Exercise text below:

Imogene Phelps Earle
Earle was the first recorded biochemistry program graduate student at Vanderbilt. She got her M.S. and Ph.D. in 1927 and 1929, respectively. She and Howard West Robinson made up the first cohort of doctoral biochemistry graduates. As a student, she worked with Glen Cullen, the first professor and chairman of the biochemistry department, and studied how pH and carbon dioxide levels vary in the liquid portion of the blood of healthy people. She later worked for the U.S. Department of Agriculture and developed a lighter formulation of food rations for horses deployed in World War II, helping to maximize cargo space.
Vivien Casagrande
Casagrande’s first paper—published when she was a graduate student—landed in Science. That paper started a long history of influential research. She joined Vanderbilt in 1975 and became a full professor in 1986.
Casagrande was known internationally for her contributions to visual neuroscience. Her work helped explain the organization and evolution of the brain’s sensory systems. She found clues to the evolution of the visual system and added greatly to understanding brain development and plasticity.
Casagrande, who died in 2017, strongly advocated for increasing the representation of women in the Department of Cell and Developmental Biology and was instrumental in bringing key female faculty on board. The Vanderbilt Brain Institute holds an annual Vivien Casagrande Lecture in Systems Neuroscience in her memory.
Michael Fant
Fant graduated from MIT in 1973 with an S.B. in biology followed by an M.D./ Ph.D. from Vanderbilt in 1980. He was Vanderbilt’s first Black M.D./Ph.D. and first Black Ph.D. in a biomedical science department (biochemistry). During this time, he worked to improve the enrollment and support structure for minority students at the medical school.
After graduating, Fant specialized in clinical neonatology and conducted basic research on placental growth regulation. Fant retired in 2019 as professor emeritus at the University of South Florida-Morsani College of Medicine.
Lee Limbird
Limbird joined the Department of Pharmacology in 1979. By 1991 she was the first female chair of the department and of Basic Sciences. Under her guidance, the department became one of the top pharmacology departments in the country based on funding, graduate training, and research publication impact. She retired from Vanderbilt after 25 years to pursue her passion for mentoring minoritized scientists, first at Meharry Medical College and now at Fisk University.

End of Exercise text.
Dataset excerpt below:

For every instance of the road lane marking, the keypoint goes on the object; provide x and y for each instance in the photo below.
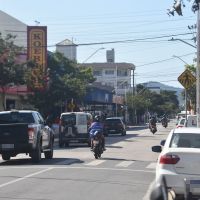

End of Dataset excerpt.

Problem requirements:
Reproduce the Vanderbilt profiles from "Casagrande was known" up to and including "development and plasticity.", word for word. This exercise does not use the data.

Written reply:
Casagrande was known internationally for her contributions to visual neuroscience. Her work helped explain the organization and evolution of the brain’s sensory systems. She found clues to the evolution of the visual system and added greatly to understanding brain development and plasticity.